-- LIST OF TASKS --
(a) In the letter to the editor, what does the writer call a menace instead of the homeless?
(b) Copy the letter to the editor between "Not a menace" and "the first place.", inclusive, and substitute "town" for each "community".

Not a menace

To the editor:

The fact that Lawrence’s homeless population has no political or economic power does not make it any less a part of our community or any less deserving of respect. It is all too easy to scapegoat our community’s most defenseless members. By concentrating on small problems that the homeless are supposedly responsible for (littering, harassment etc.), we avoid confronting the larger problem: that such poverty and homelessness exist in the first place.

The city can bulldoze homeless camps with little or no notice. The city could make it illegal to sit, stand or lie on the sidewalk. The city could even shut down all the shelters. None of these “solutions” address homelessness and its causes. They merely make life that much more difficult for its victims and amount to large scale, officially sanctioned harassment.

Homelessness, not the homeless, is a menace. It is the menacing possibility that increasing numbers of Americans, especially those who already suffer from psychological or physical disability, will fall victim to the failing economy and elimination of social services, and end up broke and in the streets, replacing those who have been forced out of downtown Lawrence or left to die of exposure or disease.

I don’t doubt that many downtown business owners are seeking genuine solutions that will benefit Lawrence’s homeless population. It is clear however, that many others simply wish to sweep them under the rug, so that shoppers won’t have to face the unpleasant reminder of our society’s economic disparities.

-- DATASET EXTRACT --
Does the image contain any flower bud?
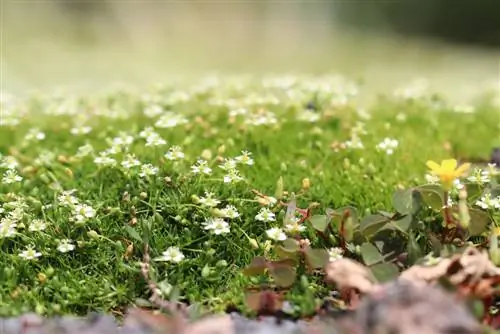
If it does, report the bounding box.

-- OUTPUTS FOR THE TASKS --
(a) Homelessness

(b)
Not a menace

To the editor:

The fact that Lawrence’s homeless population has no political or economic power does not make it any less a part of our town or any less deserving of respect. It is all too easy to scapegoat our town’s most defenseless members. By concentrating on small problems that the homeless are supposedly responsible for (littering, harassment etc.), we avoid confronting the larger problem: that such poverty and homelessness exist in the first place.